Short task:
Rewrite the material below, changing "Test yourself!" to "Quiz time!" and leaving every other part unchanged.

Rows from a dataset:
-- Begin --

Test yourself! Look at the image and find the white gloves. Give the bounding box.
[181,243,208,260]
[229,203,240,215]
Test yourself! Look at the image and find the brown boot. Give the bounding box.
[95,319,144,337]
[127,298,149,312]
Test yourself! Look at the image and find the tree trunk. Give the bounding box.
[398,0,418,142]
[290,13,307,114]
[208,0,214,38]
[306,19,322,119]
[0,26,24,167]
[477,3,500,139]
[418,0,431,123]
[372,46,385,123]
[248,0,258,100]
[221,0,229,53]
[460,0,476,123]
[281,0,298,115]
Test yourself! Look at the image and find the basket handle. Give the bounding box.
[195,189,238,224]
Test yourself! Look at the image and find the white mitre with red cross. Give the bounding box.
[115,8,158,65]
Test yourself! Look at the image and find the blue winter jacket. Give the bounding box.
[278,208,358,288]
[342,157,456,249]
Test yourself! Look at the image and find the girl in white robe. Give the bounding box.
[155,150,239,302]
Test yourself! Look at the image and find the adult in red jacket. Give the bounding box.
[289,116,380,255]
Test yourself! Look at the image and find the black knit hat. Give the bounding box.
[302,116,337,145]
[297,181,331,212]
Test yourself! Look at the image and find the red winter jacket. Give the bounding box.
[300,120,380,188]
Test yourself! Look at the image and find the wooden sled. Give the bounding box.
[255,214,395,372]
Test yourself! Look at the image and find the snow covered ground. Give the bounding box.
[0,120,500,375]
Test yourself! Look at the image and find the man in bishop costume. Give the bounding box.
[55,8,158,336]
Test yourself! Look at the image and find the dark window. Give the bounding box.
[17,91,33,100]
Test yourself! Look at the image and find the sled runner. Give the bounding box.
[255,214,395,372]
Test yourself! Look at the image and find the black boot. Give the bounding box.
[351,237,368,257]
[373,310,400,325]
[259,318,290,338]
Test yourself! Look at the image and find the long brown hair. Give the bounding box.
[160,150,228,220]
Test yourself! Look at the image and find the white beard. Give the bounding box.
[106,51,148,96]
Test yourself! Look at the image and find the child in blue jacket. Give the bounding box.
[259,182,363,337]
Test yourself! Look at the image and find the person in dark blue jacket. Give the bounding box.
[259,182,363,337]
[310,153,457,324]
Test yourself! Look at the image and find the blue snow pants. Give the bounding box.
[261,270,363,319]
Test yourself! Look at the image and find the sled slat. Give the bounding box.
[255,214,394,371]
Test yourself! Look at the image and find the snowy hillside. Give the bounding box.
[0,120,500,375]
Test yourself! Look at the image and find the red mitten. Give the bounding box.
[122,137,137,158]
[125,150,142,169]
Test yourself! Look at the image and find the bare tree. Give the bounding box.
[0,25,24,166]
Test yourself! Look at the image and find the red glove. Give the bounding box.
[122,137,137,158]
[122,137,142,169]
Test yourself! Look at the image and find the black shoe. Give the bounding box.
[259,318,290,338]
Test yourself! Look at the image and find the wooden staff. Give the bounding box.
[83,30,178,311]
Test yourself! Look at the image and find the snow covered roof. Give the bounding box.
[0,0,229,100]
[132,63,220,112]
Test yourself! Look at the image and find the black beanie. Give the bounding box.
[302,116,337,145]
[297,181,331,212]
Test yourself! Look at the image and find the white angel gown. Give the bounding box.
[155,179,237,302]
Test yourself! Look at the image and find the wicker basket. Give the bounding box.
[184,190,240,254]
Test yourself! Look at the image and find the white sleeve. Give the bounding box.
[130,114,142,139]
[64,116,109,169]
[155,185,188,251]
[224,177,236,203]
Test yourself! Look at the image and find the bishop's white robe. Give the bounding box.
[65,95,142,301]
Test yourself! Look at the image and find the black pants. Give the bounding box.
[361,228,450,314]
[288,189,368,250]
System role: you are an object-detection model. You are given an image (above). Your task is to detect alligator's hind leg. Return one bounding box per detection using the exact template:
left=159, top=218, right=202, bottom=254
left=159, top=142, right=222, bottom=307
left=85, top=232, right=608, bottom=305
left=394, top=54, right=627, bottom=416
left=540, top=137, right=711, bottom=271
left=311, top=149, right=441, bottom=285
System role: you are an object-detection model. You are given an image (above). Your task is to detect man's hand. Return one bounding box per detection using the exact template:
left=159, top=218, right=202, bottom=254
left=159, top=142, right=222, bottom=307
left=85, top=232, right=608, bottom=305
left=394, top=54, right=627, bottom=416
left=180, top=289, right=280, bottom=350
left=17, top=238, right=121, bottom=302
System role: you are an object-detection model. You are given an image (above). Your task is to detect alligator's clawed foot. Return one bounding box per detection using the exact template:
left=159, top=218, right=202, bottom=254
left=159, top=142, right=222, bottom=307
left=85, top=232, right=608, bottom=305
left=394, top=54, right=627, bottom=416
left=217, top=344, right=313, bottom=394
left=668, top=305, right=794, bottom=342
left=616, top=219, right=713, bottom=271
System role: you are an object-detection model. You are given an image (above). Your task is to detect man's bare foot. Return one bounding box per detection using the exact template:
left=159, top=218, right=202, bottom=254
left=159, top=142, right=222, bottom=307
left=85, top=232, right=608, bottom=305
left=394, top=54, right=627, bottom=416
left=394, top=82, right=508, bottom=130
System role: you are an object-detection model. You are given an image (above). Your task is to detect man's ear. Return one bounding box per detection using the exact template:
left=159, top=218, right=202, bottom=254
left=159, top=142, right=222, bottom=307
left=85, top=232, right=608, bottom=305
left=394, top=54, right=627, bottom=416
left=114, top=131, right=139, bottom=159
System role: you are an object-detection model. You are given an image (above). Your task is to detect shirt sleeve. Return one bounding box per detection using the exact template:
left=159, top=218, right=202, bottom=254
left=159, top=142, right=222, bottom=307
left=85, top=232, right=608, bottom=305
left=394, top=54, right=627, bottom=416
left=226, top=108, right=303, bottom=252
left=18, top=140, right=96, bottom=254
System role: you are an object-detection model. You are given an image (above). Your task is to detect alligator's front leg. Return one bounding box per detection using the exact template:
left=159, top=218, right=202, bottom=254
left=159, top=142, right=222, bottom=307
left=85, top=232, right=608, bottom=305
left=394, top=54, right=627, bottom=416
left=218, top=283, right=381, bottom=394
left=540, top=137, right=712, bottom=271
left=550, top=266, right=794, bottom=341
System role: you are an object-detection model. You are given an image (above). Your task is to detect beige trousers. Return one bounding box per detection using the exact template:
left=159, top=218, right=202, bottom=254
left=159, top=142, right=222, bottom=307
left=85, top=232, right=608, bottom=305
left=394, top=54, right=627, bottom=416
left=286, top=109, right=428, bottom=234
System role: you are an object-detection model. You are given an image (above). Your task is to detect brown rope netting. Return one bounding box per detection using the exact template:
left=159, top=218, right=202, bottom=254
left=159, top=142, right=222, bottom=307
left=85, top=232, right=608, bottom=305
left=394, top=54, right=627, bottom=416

-- End --

Task answer:
Quiz time! Look at the image and find the white gloves. Give the bounding box.
[181,243,208,260]
[229,203,240,215]
Quiz time! Look at the image and find the brown boot. Give the bounding box.
[95,319,144,337]
[127,298,149,312]
Quiz time! Look at the image and find the tree trunk. Give the bounding box.
[398,0,418,142]
[290,13,307,114]
[208,0,214,38]
[306,19,322,119]
[0,26,24,167]
[477,3,500,139]
[418,0,431,123]
[372,46,385,123]
[248,0,258,100]
[221,0,229,53]
[460,0,476,123]
[281,0,298,115]
Quiz time! Look at the image and find the basket handle. Give the bounding box.
[195,189,238,224]
Quiz time! Look at the image and find the white mitre with red cross. Give the bounding box.
[115,8,158,65]
Quiz time! Look at the image and find the blue winter jacket. Give the bounding box.
[278,208,358,288]
[342,157,456,249]
Quiz time! Look at the image and find the girl in white robe. Give the bounding box.
[155,150,239,302]
Quiz time! Look at the image and find the adult in red jacket. Give the bounding box.
[289,116,380,255]
Quiz time! Look at the image and find the black knit hat. Give the bounding box.
[302,116,337,145]
[297,181,331,212]
Quiz time! Look at the image and find the red winter jacket. Give the bounding box.
[300,120,380,188]
Quiz time! Look at the image and find the wooden sled. Give the bounding box.
[255,214,395,372]
Quiz time! Look at the image and find the snow covered ground. Give the bounding box.
[0,120,500,375]
Quiz time! Look at the image and find the man in bishop costume. Give the bounding box.
[55,8,158,336]
Quiz time! Look at the image and find the dark window. Give the bounding box.
[17,91,33,100]
Quiz time! Look at the image and find the sled runner. Give the bounding box.
[255,214,395,372]
Quiz time! Look at the image and find the black boot. Give the bounding box.
[351,237,368,257]
[373,310,400,325]
[259,318,290,338]
Quiz time! Look at the image and find the long brown hair. Give the bounding box.
[160,150,228,220]
Quiz time! Look at the image and find the white beard. Give the bounding box.
[106,51,148,96]
Quiz time! Look at the image and find the child in blue jacket. Give the bounding box.
[259,182,363,337]
Quiz time! Look at the image and find the person in dark blue jacket. Give the bounding box.
[259,182,363,337]
[310,153,457,324]
Quiz time! Look at the image and find the blue snow pants. Give the bounding box.
[261,270,363,319]
Quiz time! Look at the image and find the sled slat. Give the bounding box.
[255,214,394,371]
Quiz time! Look at the image and find the snowy hillside. Give the bounding box.
[0,120,500,375]
Quiz time! Look at the image and find the red mitten. Give the bounding box.
[122,137,137,158]
[125,150,142,169]
Quiz time! Look at the image and find the bare tree. Give the bounding box.
[0,25,24,166]
Quiz time! Look at the image and find the red glove. Give the bounding box.
[122,137,137,158]
[122,137,142,169]
Quiz time! Look at the image and find the black shoe. Give the bounding box.
[259,318,290,338]
Quiz time! Look at the image and find the wooden staff. Give the bounding box.
[83,30,178,311]
Quiz time! Look at the image and find the snow covered roof. Give the bounding box.
[0,0,229,100]
[132,63,220,112]
Quiz time! Look at the image and find the black beanie. Give the bounding box.
[302,116,337,145]
[297,181,331,212]
Quiz time! Look at the image and find the white angel gown. Give the bounding box.
[155,179,237,302]
Quiz time! Look at the image and find the wicker basket. Give the bounding box.
[184,190,240,254]
Quiz time! Look at the image and find the white sleeve. Give the bounding box.
[130,114,142,139]
[64,116,109,169]
[155,185,188,251]
[224,177,236,203]
Quiz time! Look at the image and find the bishop's white robe. Give the bounding box.
[65,95,142,301]
Quiz time! Look at the image and find the black pants. Give the bounding box.
[361,228,450,314]
[288,189,368,250]
System role: you are an object-detection model. You are given an image (above). Your task is to detect alligator's hind leg. Return one bounding box per detection using the exact template:
left=159, top=218, right=202, bottom=254
left=159, top=142, right=222, bottom=307
left=85, top=232, right=608, bottom=305
left=394, top=54, right=627, bottom=416
left=540, top=137, right=711, bottom=271
left=311, top=149, right=441, bottom=285
System role: you are an object-detection model. You are given an image (above). Your task is to detect man's hand. Return one bounding box per detection using the exact template:
left=159, top=218, right=202, bottom=254
left=159, top=142, right=222, bottom=307
left=85, top=232, right=608, bottom=305
left=394, top=54, right=627, bottom=416
left=180, top=289, right=280, bottom=350
left=17, top=238, right=121, bottom=302
System role: you are an object-detection model. You are given an image (above). Your task is to detect alligator's clawed foot. Return one bounding box per detection using the exact template:
left=159, top=218, right=202, bottom=254
left=159, top=142, right=222, bottom=307
left=85, top=232, right=608, bottom=305
left=394, top=54, right=627, bottom=416
left=217, top=344, right=313, bottom=394
left=668, top=305, right=794, bottom=342
left=616, top=219, right=713, bottom=271
System role: you are an object-detection model. You are given an image (above). Your task is to detect man's bare foot. Return one bounding box per detection using the exact template:
left=159, top=218, right=202, bottom=254
left=159, top=142, right=222, bottom=307
left=85, top=232, right=608, bottom=305
left=394, top=54, right=627, bottom=416
left=394, top=82, right=508, bottom=130
System role: you are an object-detection model. You are given an image (above). Your task is to detect man's ear. Return one bounding box per detection using the exact template:
left=159, top=218, right=202, bottom=254
left=159, top=142, right=222, bottom=307
left=85, top=232, right=608, bottom=305
left=394, top=54, right=627, bottom=416
left=114, top=131, right=139, bottom=159
System role: you are an object-detection model. You are given an image (above). Your task is to detect shirt sleeve. Return one bounding box per detection using the exact template:
left=159, top=218, right=202, bottom=254
left=159, top=142, right=222, bottom=307
left=85, top=232, right=608, bottom=305
left=394, top=54, right=627, bottom=416
left=226, top=108, right=303, bottom=252
left=18, top=140, right=96, bottom=254
System role: you are an object-detection model. You are given an image (above). Your task is to detect alligator's front leg. Return one bounding box per detection using the exact template:
left=159, top=218, right=202, bottom=254
left=159, top=142, right=222, bottom=307
left=85, top=232, right=608, bottom=305
left=394, top=54, right=627, bottom=416
left=218, top=283, right=381, bottom=394
left=540, top=137, right=712, bottom=271
left=550, top=266, right=794, bottom=341
System role: you are an object-detection model. You are given an image (above). Your task is to detect beige trousers. Return one bounding box per detection using the exact template:
left=159, top=218, right=202, bottom=254
left=159, top=142, right=222, bottom=307
left=85, top=232, right=608, bottom=305
left=394, top=54, right=627, bottom=416
left=286, top=109, right=428, bottom=234
System role: you are an object-detection model. You are given an image (above). Your task is to detect brown rope netting. Return one bounding box per detection using the exact template:
left=159, top=218, right=202, bottom=254
left=159, top=142, right=222, bottom=307
left=85, top=232, right=608, bottom=305
left=394, top=54, right=627, bottom=416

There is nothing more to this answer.